La formation des opinions sur les réseaux sociaux : rencontre entre une technologie nouvelle et le fonctionnement ancestral du cerveau humain

Les facteurs sociotechniques et cognitifs de l’homme ont un impact considérables sur la circulation de l’information sur internet.  Les individus d’un même camp ont tendance à commenter, partager et liker les publications qui correspondent à leurs opinions. En faisant cela, les idées ont tendances à se radicaliser ! Dans cet article, on vous décrit les mécanismes de notre cerveau et leurs conséquences sur la diffusion de l’information sur les réseaux sociaux. 

Au lendemain du développement d’Internet, l’espoir était celui de pouvoir revivifier la démocratie et de la propager. C’était l’idée qu’internet pouvait être un forum d’idées, d’échanges et de délibérations démocratiques. En effet, le web est le lieu parfait pour permettre à tous types de personnes de communiquer entre elles de manière simple et gratuite. Si l’on donne la possibilité à des personnes de milieux différents de communiquer entre elles, on leur permet également de mieux se comprendre.

Cet espoir ne s’est malheureusement pas réalisé puisque l’on remarque que le forum d’échange est devenu un espace de discussion polarisé. Pour comprendre comment les opinions et l’information circulent sur internet, il faut tenir compte des facteurs sociotechniques et cognitifs.
* * * *
Exercices à faire:
(1) Renommez « forum » en « carrefour » dans le texte sur la formation des opinions, puis recopiez tout le passage qui va de « Au lendemain du » jusqu'à « sociotechniques et cognitifs. ».
(2) Veuillez repérer chaque ligne des entrées qui contient la chaîne « white », en tenant compte de la casse.

[Entrées issues d'une collecte de données]
* * * *
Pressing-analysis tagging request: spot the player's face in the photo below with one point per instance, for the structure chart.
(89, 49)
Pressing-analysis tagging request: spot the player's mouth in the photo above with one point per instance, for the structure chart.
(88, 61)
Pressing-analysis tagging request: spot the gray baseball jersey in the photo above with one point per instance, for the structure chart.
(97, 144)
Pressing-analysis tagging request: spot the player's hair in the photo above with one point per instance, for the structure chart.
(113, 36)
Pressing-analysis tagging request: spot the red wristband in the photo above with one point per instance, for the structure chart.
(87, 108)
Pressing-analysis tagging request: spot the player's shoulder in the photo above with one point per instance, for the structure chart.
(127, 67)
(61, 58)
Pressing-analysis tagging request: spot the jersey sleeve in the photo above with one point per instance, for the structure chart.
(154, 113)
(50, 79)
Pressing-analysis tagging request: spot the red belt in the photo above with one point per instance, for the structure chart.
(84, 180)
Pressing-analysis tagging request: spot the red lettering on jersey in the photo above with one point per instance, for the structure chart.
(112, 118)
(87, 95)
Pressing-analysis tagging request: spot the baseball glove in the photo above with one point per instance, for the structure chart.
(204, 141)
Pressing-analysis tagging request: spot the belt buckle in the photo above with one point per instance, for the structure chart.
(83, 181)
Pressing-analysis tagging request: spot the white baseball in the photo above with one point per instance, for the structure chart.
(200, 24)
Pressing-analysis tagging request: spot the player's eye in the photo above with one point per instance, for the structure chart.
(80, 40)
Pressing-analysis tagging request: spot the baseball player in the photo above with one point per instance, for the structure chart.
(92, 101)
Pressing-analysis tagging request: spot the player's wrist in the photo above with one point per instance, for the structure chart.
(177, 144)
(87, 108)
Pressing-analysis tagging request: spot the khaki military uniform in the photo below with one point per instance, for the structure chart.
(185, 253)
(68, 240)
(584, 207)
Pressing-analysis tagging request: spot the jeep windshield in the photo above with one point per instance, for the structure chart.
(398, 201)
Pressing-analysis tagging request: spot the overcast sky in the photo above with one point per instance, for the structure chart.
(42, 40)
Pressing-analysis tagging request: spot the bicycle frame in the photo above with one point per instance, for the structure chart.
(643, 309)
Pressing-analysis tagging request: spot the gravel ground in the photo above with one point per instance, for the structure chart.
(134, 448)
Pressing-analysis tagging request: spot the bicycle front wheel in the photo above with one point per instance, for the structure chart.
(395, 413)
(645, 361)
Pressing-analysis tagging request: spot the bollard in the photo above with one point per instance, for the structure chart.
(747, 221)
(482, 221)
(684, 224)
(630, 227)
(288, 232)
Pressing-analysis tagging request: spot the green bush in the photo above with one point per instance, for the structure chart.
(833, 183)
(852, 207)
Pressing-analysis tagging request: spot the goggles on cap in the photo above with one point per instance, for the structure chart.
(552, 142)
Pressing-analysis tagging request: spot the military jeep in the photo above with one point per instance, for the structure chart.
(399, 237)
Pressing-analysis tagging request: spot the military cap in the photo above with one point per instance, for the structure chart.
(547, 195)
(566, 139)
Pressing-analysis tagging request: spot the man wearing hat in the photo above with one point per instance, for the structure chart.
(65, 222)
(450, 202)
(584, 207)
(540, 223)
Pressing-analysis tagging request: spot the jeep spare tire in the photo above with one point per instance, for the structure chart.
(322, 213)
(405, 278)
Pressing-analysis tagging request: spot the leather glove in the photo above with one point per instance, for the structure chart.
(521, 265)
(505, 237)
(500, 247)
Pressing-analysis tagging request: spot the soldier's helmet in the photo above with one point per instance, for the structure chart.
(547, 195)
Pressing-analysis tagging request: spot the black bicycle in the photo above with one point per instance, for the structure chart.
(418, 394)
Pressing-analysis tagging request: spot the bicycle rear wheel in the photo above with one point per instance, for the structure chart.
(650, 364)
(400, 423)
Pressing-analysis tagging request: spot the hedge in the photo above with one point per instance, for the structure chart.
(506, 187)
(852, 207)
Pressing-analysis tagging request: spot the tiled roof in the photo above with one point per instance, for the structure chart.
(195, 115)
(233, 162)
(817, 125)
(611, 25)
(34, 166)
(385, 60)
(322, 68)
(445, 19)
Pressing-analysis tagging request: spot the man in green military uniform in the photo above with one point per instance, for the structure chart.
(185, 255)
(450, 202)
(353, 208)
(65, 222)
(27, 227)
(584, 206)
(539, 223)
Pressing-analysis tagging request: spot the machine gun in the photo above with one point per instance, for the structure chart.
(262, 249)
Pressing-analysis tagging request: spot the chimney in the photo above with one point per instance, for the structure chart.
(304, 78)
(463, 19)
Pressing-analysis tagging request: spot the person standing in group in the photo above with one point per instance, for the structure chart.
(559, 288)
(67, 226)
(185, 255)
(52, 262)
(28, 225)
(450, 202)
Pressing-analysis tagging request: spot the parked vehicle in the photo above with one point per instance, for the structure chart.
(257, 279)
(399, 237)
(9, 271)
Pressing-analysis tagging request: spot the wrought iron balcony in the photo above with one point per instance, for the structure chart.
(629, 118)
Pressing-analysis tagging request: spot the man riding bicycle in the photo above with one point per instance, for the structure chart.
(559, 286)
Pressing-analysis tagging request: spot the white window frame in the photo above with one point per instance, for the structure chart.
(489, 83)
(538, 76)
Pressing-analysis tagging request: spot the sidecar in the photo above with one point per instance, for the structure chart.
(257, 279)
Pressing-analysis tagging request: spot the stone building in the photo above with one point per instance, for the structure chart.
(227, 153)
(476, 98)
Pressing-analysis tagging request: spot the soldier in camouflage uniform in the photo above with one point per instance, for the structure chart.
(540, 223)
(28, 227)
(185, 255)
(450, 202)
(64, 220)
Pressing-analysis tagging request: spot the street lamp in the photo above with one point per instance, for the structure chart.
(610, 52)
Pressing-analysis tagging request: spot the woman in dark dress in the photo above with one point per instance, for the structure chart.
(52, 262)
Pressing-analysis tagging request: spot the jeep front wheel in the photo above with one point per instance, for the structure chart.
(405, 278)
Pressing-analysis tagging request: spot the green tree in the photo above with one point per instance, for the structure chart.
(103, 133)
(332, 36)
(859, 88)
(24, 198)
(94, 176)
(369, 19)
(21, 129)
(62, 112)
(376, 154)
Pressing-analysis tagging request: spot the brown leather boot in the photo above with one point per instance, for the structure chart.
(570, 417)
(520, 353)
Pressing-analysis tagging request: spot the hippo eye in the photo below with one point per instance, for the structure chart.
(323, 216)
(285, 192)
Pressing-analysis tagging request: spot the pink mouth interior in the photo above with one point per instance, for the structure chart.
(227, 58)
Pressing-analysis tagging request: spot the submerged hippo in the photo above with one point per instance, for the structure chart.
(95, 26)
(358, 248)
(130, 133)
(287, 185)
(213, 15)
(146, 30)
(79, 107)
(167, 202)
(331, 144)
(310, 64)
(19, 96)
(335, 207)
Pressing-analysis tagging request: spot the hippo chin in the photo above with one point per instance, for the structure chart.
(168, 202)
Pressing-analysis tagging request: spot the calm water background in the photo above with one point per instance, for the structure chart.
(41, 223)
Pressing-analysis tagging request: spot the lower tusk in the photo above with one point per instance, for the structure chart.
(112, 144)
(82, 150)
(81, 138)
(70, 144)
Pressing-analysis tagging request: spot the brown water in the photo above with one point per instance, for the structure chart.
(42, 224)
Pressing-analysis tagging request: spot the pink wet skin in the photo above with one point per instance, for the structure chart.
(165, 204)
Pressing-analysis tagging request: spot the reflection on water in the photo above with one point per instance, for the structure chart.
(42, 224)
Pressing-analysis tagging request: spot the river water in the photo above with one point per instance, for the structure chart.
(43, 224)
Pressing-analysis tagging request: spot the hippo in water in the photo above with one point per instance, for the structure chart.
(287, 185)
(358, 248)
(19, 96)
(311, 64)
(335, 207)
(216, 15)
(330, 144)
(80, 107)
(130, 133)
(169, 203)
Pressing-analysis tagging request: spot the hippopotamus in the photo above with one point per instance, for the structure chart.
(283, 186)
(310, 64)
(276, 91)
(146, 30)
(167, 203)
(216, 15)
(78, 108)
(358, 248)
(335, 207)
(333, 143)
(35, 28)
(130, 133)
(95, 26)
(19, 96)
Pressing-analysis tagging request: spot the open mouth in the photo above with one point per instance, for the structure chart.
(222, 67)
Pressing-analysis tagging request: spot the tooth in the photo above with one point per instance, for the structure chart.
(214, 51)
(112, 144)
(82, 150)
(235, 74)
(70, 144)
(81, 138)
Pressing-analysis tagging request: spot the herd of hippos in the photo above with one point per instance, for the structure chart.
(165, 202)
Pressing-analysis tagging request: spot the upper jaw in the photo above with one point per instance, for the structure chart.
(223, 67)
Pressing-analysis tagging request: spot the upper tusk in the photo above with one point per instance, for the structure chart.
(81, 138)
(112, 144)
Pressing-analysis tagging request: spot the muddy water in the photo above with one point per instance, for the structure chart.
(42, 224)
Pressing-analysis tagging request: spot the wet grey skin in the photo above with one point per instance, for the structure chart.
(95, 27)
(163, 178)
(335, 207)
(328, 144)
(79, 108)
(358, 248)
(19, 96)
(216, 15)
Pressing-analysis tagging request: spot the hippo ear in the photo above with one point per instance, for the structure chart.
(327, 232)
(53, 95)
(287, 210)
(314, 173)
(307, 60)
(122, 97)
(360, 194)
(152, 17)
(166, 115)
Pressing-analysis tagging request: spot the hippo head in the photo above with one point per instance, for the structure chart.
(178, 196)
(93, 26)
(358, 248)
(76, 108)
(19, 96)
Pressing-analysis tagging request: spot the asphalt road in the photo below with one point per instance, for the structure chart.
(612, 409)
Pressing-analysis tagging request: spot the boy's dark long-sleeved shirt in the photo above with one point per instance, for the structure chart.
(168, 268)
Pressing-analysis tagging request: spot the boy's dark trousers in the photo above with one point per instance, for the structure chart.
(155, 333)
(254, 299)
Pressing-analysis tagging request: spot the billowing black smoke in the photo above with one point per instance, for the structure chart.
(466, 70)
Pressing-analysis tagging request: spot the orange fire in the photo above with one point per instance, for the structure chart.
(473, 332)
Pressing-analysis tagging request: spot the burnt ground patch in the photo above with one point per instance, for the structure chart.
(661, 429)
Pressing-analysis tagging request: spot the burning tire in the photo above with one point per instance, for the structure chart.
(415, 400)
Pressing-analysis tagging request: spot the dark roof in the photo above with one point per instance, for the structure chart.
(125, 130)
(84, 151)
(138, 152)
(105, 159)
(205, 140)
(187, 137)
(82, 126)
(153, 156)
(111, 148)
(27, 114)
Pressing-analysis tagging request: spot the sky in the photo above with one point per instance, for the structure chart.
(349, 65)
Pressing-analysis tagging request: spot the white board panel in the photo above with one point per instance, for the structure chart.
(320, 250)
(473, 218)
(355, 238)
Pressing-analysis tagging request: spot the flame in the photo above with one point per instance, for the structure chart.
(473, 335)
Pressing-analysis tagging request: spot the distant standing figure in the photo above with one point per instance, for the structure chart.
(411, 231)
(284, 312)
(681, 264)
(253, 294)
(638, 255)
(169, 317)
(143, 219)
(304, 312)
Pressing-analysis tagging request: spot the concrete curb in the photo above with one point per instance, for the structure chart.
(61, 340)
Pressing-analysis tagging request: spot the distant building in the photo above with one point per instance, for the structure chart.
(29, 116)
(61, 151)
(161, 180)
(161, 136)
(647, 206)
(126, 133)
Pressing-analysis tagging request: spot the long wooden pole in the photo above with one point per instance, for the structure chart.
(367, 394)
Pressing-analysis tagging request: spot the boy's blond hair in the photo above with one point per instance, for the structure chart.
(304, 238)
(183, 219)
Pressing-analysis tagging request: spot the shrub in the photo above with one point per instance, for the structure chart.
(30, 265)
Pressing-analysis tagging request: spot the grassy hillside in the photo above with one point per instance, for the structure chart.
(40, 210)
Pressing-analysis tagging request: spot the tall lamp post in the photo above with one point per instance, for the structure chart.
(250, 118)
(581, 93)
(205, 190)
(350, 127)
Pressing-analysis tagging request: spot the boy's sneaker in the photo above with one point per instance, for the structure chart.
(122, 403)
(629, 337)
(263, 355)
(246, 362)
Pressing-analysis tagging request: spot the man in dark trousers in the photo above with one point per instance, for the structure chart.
* * * *
Corrigés:
(1)
Au lendemain du développement d’Internet, l’espoir était celui de pouvoir revivifier la démocratie et de la propager. C’était l’idée qu’internet pouvait être un carrefour d’idées, d’échanges et de délibérations démocratiques. En effet, le web est le lieu parfait pour permettre à tous types de personnes de communiquer entre elles de manière simple et gratuite. Si l’on donne la possibilité à des personnes de milieux différents de communiquer entre elles, on leur permet également de mieux se comprendre.

Cet espoir ne s’est malheureusement pas réalisé puisque l’on remarque que le carrefour d’échange est devenu un espace de discussion polarisé. Pour comprendre comment les opinions et l’information circulent sur internet, il faut tenir compte des facteurs sociotechniques et cognitifs.

(2)
Pressing-analysis tagging request: spot the white baseball in the photo above with one point per instance, for the structure chart.
Pressing-analysis tagging request: spot the white window frame in the photo above with one point per instance, for the structure chart.
Pressing-analysis tagging request: spot the white board panel in the photo above with one point per instance, for the structure chart.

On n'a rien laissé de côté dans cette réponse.